• What to work on:
1. Summarize the refactoring results in two sentences.
2. Reproduce word for word the stretch of the refactoring results from "granularity cum blast" through "and was respected.".

• Quoted passage:

○ ○ ○

Four clean-room tasks (fare, payroll, cart, grades), each with a hidden CORE/EDGE acceptance suite and a 3-change chain whose trap punishes non-modular code.

Results (per-arm; blast/cost are medians of the 4 task-medians)

arm cum blast cost $ blast/$ mutation cov % MI CORE EDGE violations
tdd-refactor (ref) 110.5 1.56 70.8 0.78 100 76.4 100% 100% 0
no-refactor-single 103.5 0.73 141.8 0.95 100 75.0 100% 100% 0
one-shot-single 154.5 1.97 78.4 1.00 100 75.6 96% 96% 0
continuous-single 118.5 0.97 122.2 0.92 100 71.9 100% 100% 0
no-refactor-split 105.5 1.53 69.0 1.00 100 79.6 96% 96% 0
one-shot-split 155.5 2.84 54.8 1.00 100 74.4 98% 98% 0
continuous-split 158.5 2.85 55.6 1.00 100 73.5 98% 98% 0

Factor main effects (test-after grid; reference excluded):

granularity cum blast cost MI
none 104.5 1.13 77.3
one-shot 155.0 2.40 75.0
continuous 138.5 1.91 72.7
authorship cum blast cost mutation EDGE
single 118.5 0.97 0.95 100%
split 155.5 2.84 1.00 98%

Findings

1. The corrected methodology held perfectly — 0 invariant violations in 364 cells. No refactor step changed a test (attempted churn was reverted where it occurred; none was attempted in the inline arms). The "tests don't change during refactoring" rule is enforceable and was respected.

2. Refactoring did not pay back within a 3-change horizon on these tasks. Cumulative blast rises monotonically with refactoring effort — none (104) < continuous (138) < one-shot (155) — consistently across all four tasks, and maintainability (MI ≈ 72–80) is essentially flat across granularity. On small, clear-spec modules the cleanup adds churn and cost without a measurable changeability or structural gain over three changes.

○ ○ ○

• Extracted records:
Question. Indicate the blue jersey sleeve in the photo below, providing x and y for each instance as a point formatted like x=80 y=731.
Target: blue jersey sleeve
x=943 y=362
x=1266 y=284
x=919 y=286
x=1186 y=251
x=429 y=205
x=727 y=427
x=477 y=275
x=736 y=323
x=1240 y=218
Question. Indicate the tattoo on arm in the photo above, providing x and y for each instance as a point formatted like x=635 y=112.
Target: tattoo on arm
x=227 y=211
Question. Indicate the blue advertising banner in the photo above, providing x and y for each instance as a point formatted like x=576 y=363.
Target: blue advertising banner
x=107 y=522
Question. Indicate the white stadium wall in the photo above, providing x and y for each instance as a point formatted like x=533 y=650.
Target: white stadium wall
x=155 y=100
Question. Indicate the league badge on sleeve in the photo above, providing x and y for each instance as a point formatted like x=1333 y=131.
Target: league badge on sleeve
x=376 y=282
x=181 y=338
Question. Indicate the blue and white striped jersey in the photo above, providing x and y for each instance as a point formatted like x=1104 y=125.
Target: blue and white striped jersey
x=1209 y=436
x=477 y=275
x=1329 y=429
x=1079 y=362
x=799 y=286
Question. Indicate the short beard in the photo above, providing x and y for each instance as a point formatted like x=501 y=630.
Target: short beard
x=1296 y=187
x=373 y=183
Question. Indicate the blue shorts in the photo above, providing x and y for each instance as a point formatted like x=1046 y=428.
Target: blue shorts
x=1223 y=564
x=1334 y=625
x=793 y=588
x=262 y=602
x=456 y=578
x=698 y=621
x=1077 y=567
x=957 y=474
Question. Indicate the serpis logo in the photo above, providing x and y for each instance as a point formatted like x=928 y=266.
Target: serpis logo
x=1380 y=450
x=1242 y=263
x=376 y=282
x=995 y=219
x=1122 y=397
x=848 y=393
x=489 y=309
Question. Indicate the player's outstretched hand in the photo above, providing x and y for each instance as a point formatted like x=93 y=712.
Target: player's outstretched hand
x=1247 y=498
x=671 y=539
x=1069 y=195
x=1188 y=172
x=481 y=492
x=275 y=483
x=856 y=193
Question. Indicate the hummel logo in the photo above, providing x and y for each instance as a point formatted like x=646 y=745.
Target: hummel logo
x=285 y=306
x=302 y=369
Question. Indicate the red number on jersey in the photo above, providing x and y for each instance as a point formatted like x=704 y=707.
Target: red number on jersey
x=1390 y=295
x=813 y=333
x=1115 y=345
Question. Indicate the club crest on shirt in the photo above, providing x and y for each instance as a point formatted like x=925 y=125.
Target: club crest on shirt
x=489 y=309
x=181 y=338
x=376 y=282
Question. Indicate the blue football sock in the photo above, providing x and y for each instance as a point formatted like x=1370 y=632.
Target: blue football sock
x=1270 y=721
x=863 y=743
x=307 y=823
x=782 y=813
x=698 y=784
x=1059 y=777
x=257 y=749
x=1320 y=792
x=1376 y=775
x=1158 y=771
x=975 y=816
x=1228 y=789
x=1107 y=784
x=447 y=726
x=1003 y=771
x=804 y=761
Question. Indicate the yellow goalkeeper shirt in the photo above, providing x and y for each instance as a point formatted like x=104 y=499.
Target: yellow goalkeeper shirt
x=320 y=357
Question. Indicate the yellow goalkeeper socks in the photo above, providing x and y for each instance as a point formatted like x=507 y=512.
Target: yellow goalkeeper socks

○ ○ ○

• Outputs for the tasks:
1. Four clean-room tasks, each with a hidden CORE/EDGE acceptance suite and a three-change chain whose trap punishes non-modular code, underlie the per-arm results, and the corrected methodology held with 0 invariant violations in 364 cells and no refactor step changing a test. Refactoring did not pay back within the three-change horizon: cumulative blast rose from none (104) to continuous (138) to one-shot (155) across all four tasks, while maintainability stayed essentially flat across granularity.

2.
granularity cum blast cost MI
none 104.5 1.13 77.3
one-shot 155.0 2.40 75.0
continuous 138.5 1.91 72.7
authorship cum blast cost mutation EDGE
single 118.5 0.97 0.95 100%
split 155.5 2.84 1.00 98%

Findings

1. The corrected methodology held perfectly — 0 invariant violations in 364 cells. No refactor step changed a test (attempted churn was reverted where it occurred; none was attempted in the inline arms). The "tests don't change during refactoring" rule is enforceable and was respected.